Please pick out every line in the data below that contains the word "outline" and copy each of those lines in full. Case counts when matching.

- _Records_:
==============================

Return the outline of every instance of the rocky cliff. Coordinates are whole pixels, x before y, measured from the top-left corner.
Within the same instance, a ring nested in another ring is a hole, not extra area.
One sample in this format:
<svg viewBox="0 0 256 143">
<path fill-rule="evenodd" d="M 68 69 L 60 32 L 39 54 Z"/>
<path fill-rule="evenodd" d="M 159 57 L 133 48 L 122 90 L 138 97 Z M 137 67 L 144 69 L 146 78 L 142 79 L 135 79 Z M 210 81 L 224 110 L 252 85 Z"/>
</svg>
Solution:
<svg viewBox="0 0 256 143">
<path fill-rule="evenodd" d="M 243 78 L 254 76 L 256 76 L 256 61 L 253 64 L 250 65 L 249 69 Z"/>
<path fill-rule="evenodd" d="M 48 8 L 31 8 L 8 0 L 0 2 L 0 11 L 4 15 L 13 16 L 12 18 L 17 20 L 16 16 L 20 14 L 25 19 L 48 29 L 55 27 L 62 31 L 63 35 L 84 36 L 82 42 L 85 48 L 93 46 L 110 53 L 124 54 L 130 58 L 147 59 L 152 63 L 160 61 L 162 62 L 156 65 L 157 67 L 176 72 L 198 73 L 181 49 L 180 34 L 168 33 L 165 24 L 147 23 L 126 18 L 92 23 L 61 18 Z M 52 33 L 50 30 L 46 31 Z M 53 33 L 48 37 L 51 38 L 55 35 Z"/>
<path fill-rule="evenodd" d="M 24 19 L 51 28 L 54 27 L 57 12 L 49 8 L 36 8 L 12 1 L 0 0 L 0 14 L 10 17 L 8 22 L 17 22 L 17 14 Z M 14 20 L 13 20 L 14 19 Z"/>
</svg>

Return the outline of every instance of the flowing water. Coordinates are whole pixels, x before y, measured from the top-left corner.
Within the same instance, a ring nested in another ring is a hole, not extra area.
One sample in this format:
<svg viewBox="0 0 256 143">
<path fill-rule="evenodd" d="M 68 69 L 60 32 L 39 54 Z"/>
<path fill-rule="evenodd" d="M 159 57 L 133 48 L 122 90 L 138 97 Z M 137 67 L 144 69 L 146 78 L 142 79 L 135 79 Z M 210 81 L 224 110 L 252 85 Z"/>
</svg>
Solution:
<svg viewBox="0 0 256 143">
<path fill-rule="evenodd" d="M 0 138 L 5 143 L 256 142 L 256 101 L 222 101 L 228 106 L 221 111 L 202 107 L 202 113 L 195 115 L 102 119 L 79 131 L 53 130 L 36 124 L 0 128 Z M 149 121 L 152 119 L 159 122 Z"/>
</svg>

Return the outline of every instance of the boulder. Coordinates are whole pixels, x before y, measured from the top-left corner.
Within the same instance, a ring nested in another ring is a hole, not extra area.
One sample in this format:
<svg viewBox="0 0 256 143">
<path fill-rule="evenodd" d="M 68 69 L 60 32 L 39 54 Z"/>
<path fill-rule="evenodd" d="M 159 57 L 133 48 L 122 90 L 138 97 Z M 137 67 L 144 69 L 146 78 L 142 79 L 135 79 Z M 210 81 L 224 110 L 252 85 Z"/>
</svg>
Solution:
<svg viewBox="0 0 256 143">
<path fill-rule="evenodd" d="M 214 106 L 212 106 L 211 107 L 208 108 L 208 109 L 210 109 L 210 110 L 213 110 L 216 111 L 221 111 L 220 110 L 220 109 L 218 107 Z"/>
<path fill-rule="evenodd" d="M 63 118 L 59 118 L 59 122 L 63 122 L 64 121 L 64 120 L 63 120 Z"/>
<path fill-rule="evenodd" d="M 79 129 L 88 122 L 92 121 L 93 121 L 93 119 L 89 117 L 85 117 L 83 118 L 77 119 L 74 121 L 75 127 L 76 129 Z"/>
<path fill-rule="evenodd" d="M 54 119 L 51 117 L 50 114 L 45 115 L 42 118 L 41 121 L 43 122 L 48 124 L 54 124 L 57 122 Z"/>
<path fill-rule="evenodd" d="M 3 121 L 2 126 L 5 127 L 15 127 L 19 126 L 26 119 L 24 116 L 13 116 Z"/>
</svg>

==============================

- _SOLUTION TO THIS EXERCISE_:
Return the outline of every instance of the rocky cliff. Coordinates are whole pixels, x before y, measured from the top-left corner.
Return the outline of every instance of the flowing water. Coordinates are whole pixels, x before y, measured from the top-left corner.
Return the outline of every instance of the boulder. Coordinates are whole pixels, x before y, measured from the top-left corner.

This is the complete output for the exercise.